Führe den Bericht über Jakob Stenzels Ausbildung zum Maskenbildner weiter. Setze direkt nach seinem letzten Satz an.

Seite:
*-*-*
Jakob Stenzel macht schön und hässlich, jung und steinalt. Er knüpft Bärte und Schnäuzer aus Echthaar, setzt Augenbrauen höher, verwandelt ebenmäßige Nasen in rote Gimpel, lackiert abscheuerregende Fingernägel und verleiht einem Antlitz markante Gesichtszüge. Maskenbildner ist Jakobs Traumberuf – und das liegt an seiner Berliner Tante, die sich einige Zeit in Amerika aufgehalten hatte. „Sie hat mir gezeigt, wie man Halloween richtig feiert, furchterregende Fantasiefiguren geschaffen und das ganze Haus gruselig dekoriert“, erzählt der 26-Jährige.
Aufgrund dessen wusste er schon als Siebtklässler, dass das Verkleiden und Verwandeln seine Passion ist. Zehn Jahre bereitete er sich auf den Beruf vor, machte erst eine Ausbildung zum Kosmetiker in Berlin, dann eine zum Friseur im brandenburgischen Rangsdorf. Nun lernt er im ersten Ausbildungsjahr Maskenbildner am Würzburger Mainfrankentheater und arbeitet in der Spielstätte „Blaue Halle“ in der Universitätsstadt.
Alle Register gezogen
Dafür, dass es mit seinem Ausbildungsplatz klappt, zog Jakob alle Register. Er setzte alles daran, aufzufallen, wählte ein Sakko im Zeitungspapiermuster, entschied sich für ein Tages-Make-up und reiste mit einer selbst designten A3-Bewerbungsmappe im Querformat an. Die beiden Ausbildungen, Jakobs Auftreten, sein Sinn für Humor und seine offene, direkte Art haben Chefmaskenbildner Wolfgang Weber überzeugt. Jakob hatte sich gegen 103 Mitbewerber durchgesetzt.
Am 1. September 2021 ging’s dann gleich richtig los. Jakobs erste Aufgabe war es, eine Montur zu nähen – etwas, das er vorher noch nie gemacht hatte. „Bei diesem ersten Schritt bei der Herstellung einer Perücke handelt es sich um ein Netz, in das Echthaar geknüpft wird“, erklärt der junge Mann. Danach knüpfte er einen Oberlippenbart. „Drei Tage habe ich daran gesessen“, erinnert er sich. Der Bart hatte seinen „Auftritt“ in der Premiere von „Die glückliche Hand/Gianni Schicchi“. Außerdem schminkte Jakob zwei der Sänger für den Bühnenauftritt. „Meine Kolleginnen links und rechts warfen nur kurz einen Blick auf das Ergebnis und dann ging es für die Darsteller schon raus auf die Bühne. Dass ich als Anfänger gleich voll mitarbeiten und solche verantwortungsvollen Sachen machen durfte, damit hatte ich nicht gerechnet“, sagt Jakob und freut sich über die Vorschusslorbeeren.
*-*-*
Gespeicherte Einträge:
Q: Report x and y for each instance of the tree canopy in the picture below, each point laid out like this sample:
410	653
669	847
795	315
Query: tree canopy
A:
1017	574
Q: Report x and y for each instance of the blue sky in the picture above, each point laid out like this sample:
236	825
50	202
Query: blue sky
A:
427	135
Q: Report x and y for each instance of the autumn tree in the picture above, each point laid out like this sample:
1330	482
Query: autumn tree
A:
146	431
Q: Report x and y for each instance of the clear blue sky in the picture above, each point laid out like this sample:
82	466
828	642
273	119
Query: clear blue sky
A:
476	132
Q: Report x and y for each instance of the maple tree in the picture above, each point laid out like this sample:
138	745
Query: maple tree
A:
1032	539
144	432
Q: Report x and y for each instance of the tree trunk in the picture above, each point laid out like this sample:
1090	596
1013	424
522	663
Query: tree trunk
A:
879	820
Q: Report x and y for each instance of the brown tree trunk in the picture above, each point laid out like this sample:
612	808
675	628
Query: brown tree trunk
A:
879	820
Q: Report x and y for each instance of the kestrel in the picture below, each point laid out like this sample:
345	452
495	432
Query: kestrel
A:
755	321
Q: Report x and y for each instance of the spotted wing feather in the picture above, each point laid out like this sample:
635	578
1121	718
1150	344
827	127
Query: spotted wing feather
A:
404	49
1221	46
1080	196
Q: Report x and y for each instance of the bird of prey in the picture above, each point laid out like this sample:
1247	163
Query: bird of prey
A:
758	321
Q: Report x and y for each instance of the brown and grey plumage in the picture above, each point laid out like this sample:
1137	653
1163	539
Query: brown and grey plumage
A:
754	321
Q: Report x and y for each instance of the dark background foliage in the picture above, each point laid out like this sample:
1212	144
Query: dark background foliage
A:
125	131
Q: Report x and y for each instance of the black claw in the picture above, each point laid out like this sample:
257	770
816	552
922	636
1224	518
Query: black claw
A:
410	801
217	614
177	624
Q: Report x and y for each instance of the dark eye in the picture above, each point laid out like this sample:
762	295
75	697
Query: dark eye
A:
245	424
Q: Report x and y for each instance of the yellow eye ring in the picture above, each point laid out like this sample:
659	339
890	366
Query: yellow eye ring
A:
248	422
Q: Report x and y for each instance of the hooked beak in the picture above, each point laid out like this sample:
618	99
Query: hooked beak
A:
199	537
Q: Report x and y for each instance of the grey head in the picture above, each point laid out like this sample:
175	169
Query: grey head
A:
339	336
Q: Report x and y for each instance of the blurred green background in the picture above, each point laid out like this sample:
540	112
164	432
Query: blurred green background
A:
*-*-*
Erwartete Antwort:
Ein Gespür für den Gemütszustand
Maskenbildner haben mit vielen unterschiedlichen Menschen zu tun. Während des Kreierens einer Rolle setzen sie sich mit dem Regisseur, der Ausstatterin und dem Schauspieler auseinander. Immer wieder müssen Kompromisse gefunden werden.
In der „Maske“, dem Raum, in dem die Darsteller geschminkt und frisiert werden, braucht Jakob, der aktuell für die Oper arbeitet, ein Gespür für den jeweiligen Gemütszustand des Sängers. „Kann man entspannt quatschen oder ist es angesagt, lieber zu schweigen und zügig zu arbeiten?“ Etwa, einem Sänger ein Gesicht zu geben, indem man es einschattiert, also manche Partien aufhellt und damit hervorhebt und andere abdunkelt. Das nennt man „Markant-Schminke“, erklärt der 26-Jährige. „Wenn man das Gefühl hat, es ist zu viel Make-up, dann ist es für die Theaterbühne gerade richtig“, weiß Jakob, und taucht den Pinsel in die Tiegel und Töpfe.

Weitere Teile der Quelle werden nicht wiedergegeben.